***** Materials provided

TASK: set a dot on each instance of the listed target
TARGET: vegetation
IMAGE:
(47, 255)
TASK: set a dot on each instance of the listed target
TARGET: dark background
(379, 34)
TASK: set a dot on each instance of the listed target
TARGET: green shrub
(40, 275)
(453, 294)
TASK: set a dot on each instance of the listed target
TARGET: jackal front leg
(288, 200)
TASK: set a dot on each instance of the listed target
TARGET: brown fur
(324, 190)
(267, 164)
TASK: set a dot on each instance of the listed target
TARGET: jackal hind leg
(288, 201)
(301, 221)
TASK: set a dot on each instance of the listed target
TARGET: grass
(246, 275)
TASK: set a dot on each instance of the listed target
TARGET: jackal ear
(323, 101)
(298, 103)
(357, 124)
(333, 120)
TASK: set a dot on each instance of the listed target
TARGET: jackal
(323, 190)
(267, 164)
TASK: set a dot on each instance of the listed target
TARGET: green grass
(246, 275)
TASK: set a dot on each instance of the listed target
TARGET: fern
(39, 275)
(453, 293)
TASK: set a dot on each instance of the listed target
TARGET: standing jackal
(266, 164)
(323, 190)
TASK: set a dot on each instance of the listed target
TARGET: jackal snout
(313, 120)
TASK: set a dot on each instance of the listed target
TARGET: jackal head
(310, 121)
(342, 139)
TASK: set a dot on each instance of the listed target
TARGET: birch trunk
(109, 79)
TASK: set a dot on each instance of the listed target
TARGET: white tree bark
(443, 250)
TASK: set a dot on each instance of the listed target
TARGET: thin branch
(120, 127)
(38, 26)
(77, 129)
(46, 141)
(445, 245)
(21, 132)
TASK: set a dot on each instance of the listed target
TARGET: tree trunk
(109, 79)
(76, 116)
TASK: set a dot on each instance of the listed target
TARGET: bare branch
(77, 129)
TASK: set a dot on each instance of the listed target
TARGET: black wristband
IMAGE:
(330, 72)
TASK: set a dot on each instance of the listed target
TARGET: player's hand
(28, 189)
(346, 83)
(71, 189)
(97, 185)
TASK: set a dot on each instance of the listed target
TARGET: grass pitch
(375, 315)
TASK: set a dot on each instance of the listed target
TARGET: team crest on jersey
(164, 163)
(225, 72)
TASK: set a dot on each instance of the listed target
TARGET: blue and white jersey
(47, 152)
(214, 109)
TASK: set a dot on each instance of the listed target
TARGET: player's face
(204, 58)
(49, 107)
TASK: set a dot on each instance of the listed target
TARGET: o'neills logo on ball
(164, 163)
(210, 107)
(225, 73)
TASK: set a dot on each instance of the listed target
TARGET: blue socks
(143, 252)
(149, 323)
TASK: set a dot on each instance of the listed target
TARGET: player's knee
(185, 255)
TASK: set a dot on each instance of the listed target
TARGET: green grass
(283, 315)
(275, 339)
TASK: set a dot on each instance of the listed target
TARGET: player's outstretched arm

**********

*Exercise details*.
Collect every line of the material above that contains the string "trunk", and copy each one out. Case counts.

*Answer below*.
TARGET: birch trunk
TARGET: tree trunk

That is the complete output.